■ **TASK INSTRUCTIONS**:
Write out the listing in full, matching it word for word.

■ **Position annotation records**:
____________

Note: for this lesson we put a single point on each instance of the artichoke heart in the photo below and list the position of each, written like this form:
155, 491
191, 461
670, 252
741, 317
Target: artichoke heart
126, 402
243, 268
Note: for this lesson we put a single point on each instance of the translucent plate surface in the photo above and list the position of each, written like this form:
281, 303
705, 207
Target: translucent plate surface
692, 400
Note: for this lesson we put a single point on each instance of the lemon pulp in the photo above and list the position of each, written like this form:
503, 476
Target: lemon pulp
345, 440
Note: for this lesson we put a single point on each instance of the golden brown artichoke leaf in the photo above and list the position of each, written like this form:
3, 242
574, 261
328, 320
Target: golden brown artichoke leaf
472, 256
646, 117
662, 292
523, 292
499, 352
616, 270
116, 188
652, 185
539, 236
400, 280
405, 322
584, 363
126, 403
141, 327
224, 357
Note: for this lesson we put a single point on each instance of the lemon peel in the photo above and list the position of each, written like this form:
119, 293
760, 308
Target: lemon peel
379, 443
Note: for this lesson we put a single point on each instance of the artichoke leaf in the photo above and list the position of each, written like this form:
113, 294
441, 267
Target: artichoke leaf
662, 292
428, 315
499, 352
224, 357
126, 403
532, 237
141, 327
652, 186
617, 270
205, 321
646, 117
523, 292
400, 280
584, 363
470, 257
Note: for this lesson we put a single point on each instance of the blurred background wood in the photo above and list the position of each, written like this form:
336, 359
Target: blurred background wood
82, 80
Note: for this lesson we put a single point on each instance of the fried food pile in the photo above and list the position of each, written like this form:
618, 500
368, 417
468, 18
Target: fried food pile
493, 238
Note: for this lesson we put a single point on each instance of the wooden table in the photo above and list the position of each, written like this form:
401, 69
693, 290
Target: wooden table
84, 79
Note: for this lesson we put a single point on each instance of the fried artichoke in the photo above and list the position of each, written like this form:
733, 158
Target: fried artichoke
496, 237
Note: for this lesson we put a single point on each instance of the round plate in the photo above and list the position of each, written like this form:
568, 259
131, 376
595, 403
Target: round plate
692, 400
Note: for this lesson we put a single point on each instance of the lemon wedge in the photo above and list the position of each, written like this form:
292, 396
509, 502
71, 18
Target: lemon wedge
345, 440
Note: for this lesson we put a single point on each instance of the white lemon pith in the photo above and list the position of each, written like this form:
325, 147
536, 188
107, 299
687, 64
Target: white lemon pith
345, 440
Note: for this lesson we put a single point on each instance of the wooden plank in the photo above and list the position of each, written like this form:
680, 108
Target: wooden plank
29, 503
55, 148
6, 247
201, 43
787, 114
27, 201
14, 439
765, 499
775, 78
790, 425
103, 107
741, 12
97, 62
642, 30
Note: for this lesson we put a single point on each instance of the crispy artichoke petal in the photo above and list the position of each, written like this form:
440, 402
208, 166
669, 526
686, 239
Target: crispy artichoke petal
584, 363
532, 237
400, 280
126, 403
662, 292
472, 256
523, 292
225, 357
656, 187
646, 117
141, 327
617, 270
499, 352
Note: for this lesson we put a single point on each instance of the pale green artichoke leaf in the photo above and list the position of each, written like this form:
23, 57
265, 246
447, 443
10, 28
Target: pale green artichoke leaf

____________

■ **TASK RESPONSE**:
Note: for this lesson we put a single point on each instance of the artichoke heart in the photo below and list the position of each, written like this form:
155, 491
191, 461
670, 252
741, 317
Target: artichoke heart
126, 402
243, 268
Note: for this lesson we put a single point on each instance of the translucent plate surface in the photo above and list the position of each, written like this form:
281, 303
705, 207
Target: translucent plate surface
692, 400
Note: for this lesson we put a single point on each instance of the lemon pulp in the photo above and list the position of each, written like this form:
503, 476
Target: lemon pulp
345, 440
Note: for this lesson we put a single point on each instance of the golden brown artichoke leaf in the photo above and list the position of each, written like this form:
3, 242
574, 261
328, 320
Target: golden brown artichoke leaf
472, 256
646, 117
662, 292
523, 292
499, 352
616, 270
116, 188
652, 185
539, 236
400, 280
405, 322
584, 363
126, 403
141, 327
224, 357
Note: for this lesson we put a single point on each instance of the lemon peel in the photo above and list the position of each, written like this form:
119, 293
760, 308
Target: lemon peel
379, 443
Note: for this lesson we put a single point on each instance of the artichoke leaf in the photo above and list the position of each, written like this form:
113, 294
441, 267
Target: artichoke leaf
662, 292
428, 315
499, 352
224, 357
126, 403
532, 237
141, 327
652, 186
617, 270
205, 321
646, 117
523, 292
400, 280
584, 363
470, 257
Note: for this lesson we put a single point on each instance of the blurred background wood in the photo above and list the position of each, written like this form:
336, 359
Target: blurred background wood
82, 80
Note: for this lesson we put a single point on each instance of the fried food pile in the photo above and list the position of each, written like this form:
618, 500
368, 417
468, 18
Target: fried food pile
493, 238
Note: for this lesson we put a single point on each instance of the wooden table in the photo above and list the position of each, written like this form:
401, 69
693, 290
Target: wooden table
84, 79
Note: for this lesson we put a single point on each instance of the fried artichoke in the photo above and list the position of each, written like this form:
733, 158
Target: fried artichoke
496, 237
Note: for this lesson we put a single point on each instance of the round plate in the photo above and list the position of each, written like this form:
568, 259
131, 376
595, 403
Target: round plate
692, 400
Note: for this lesson we put a single point on each instance of the lemon wedge in the photo above and list the position of each, written like this form:
292, 396
509, 502
71, 18
Target: lemon wedge
345, 440
Note: for this lesson we put a single point on each instance of the white lemon pith in the photo above and list the position of each, written like this form:
325, 147
536, 188
107, 299
687, 64
Target: white lemon pith
345, 440
Note: for this lesson we put a single point on each instance of the wooden plank in the photo above and list the position of each, written like this form:
680, 108
Target: wooden plank
29, 503
55, 148
6, 247
201, 43
787, 114
27, 201
14, 439
765, 499
775, 78
790, 425
103, 107
741, 12
97, 62
642, 30
Note: for this lesson we put a single point on each instance of the crispy artichoke petal in the photo above and list the position of each, written like this form:
440, 402
208, 166
669, 526
686, 239
Target: crispy artichoke petal
584, 363
532, 237
400, 280
126, 403
662, 292
472, 256
523, 292
225, 357
656, 187
646, 117
141, 327
617, 270
499, 352
Note: for this lesson we put a single point on each instance of the pale green artichoke leaf in the photo above and list the position of each, written like this form:
23, 57
265, 246
447, 443
10, 28
Target: pale green artichoke leaf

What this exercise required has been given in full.